**Task to carry out:** Reproduce every one of the following items word for word, with nothing left out or changed.

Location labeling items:
☆ ☆ ☆ ☆
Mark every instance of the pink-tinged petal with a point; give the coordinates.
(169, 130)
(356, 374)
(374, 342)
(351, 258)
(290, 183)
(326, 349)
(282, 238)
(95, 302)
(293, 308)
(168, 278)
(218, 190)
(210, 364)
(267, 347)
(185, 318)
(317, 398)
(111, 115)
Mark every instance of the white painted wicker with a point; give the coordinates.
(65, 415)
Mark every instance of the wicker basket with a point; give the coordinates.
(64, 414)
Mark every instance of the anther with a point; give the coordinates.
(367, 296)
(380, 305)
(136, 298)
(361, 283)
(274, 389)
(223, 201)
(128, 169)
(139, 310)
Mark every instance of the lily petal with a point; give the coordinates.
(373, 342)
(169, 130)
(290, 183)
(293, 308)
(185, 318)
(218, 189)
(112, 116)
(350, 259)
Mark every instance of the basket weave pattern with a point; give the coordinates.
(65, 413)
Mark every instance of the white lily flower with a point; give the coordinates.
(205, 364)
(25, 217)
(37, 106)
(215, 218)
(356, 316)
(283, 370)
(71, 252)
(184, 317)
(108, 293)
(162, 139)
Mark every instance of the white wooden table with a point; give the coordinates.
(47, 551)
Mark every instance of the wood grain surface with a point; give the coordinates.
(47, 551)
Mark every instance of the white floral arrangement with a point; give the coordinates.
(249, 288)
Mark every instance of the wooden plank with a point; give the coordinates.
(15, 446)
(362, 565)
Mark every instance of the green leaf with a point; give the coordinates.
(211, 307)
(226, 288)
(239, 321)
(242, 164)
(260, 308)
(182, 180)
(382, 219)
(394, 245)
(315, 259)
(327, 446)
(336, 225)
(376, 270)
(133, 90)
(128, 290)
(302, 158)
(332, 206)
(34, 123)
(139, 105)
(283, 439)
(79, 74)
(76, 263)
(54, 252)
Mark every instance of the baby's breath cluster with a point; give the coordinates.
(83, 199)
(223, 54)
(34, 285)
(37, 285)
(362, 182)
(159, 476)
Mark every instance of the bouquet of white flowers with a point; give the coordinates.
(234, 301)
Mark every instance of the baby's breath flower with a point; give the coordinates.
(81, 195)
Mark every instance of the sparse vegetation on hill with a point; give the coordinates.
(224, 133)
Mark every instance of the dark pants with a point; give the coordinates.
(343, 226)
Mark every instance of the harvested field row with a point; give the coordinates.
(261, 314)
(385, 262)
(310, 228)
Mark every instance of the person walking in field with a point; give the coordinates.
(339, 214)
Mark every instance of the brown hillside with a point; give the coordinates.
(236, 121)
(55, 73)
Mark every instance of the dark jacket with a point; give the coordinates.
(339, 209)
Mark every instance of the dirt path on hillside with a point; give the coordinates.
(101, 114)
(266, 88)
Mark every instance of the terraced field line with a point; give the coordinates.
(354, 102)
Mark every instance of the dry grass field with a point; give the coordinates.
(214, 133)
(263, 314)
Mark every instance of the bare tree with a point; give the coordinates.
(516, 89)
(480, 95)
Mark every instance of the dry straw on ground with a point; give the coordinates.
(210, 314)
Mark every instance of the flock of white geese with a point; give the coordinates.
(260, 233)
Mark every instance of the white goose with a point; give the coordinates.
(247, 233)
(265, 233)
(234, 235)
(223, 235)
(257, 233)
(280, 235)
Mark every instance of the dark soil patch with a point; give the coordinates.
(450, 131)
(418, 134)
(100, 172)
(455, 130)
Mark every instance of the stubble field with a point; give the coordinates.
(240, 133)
☆ ☆ ☆ ☆
**Task solution:**
Mark every instance of the pink-tinged petal with a point; give the coordinates.
(169, 130)
(356, 374)
(374, 342)
(351, 258)
(290, 183)
(326, 349)
(282, 238)
(95, 302)
(293, 308)
(168, 278)
(218, 190)
(210, 364)
(267, 347)
(185, 318)
(317, 398)
(111, 115)
Mark every instance of the white painted wicker with a point; give the coordinates.
(65, 415)
Mark every instance of the wicker basket with a point; give the coordinates.
(64, 414)
Mark every instance of the anther with a point; give the coordinates.
(367, 296)
(380, 305)
(136, 298)
(361, 283)
(274, 389)
(223, 201)
(128, 169)
(139, 310)
Mark every instance of the lily petal with a point; give the coordinates.
(373, 342)
(169, 130)
(290, 183)
(293, 308)
(185, 318)
(218, 189)
(112, 116)
(350, 259)
Mark every instance of the basket weave pattern with a point; give the coordinates.
(65, 413)
Mark every instance of the white lily flower with a point; give the coordinates.
(205, 364)
(25, 217)
(37, 106)
(215, 218)
(356, 316)
(283, 370)
(71, 252)
(184, 317)
(108, 293)
(162, 139)
Mark every instance of the white wooden table with a point; give the coordinates.
(47, 551)
Mark every instance of the wood grain surface with a point; give the coordinates.
(47, 551)
Mark every instance of the white floral arrangement with a point; give the coordinates.
(249, 288)
Mark every instance of the wooden plank with a point; give the coordinates.
(15, 446)
(362, 565)
Mark every instance of the green leaf with a point; give the coordinates.
(211, 307)
(226, 288)
(239, 321)
(242, 164)
(260, 308)
(182, 180)
(382, 219)
(394, 245)
(315, 259)
(327, 446)
(336, 225)
(376, 270)
(133, 90)
(128, 290)
(302, 158)
(332, 206)
(34, 123)
(139, 105)
(283, 439)
(79, 74)
(76, 263)
(54, 252)
Mark every instance of the baby's breath cluster with a point; give the coordinates.
(83, 199)
(223, 54)
(34, 285)
(37, 285)
(362, 182)
(159, 476)
Mark every instance of the bouquet of white flowers with a point; give the coordinates.
(234, 301)
Mark every instance of the baby's breath flower with a point; give the coordinates.
(81, 195)
Mark every instance of the sparse vegetation on hill with a point; give the coordinates.
(224, 133)
Mark every instance of the dark pants with a point; give the coordinates.
(343, 226)
Mark every instance of the harvested field row with a point; give the coordinates.
(261, 314)
(385, 262)
(310, 228)
Mark every instance of the person walking in field with a point; give the coordinates.
(339, 214)
Mark every instance of the brown hillside with a point; give the coordinates.
(236, 121)
(55, 73)
Mark every instance of the dark jacket with a point; give the coordinates.
(339, 209)
Mark every instance of the dirt path on hillside with a point; give the coordinates.
(101, 114)
(266, 88)
Mark every instance of the terraced field line with a point; give the coordinates.
(354, 102)
Mark every instance of the dry grass field with a point; give the coordinates.
(214, 133)
(263, 314)
Mark every instance of the bare tree with a point; give the coordinates.
(516, 89)
(480, 95)
Mark every instance of the dry straw on ground with a point; give the coordinates.
(210, 314)
Mark every instance of the flock of white geese with a point; give the coordinates.
(260, 233)
Mark every instance of the white goose with a point; give the coordinates.
(247, 233)
(265, 233)
(234, 235)
(223, 235)
(257, 233)
(280, 235)
Mark every instance of the dark soil patch with a point; give the coordinates.
(450, 131)
(418, 134)
(100, 172)
(455, 130)
Mark every instance of the stubble field with a point; give the coordinates.
(240, 133)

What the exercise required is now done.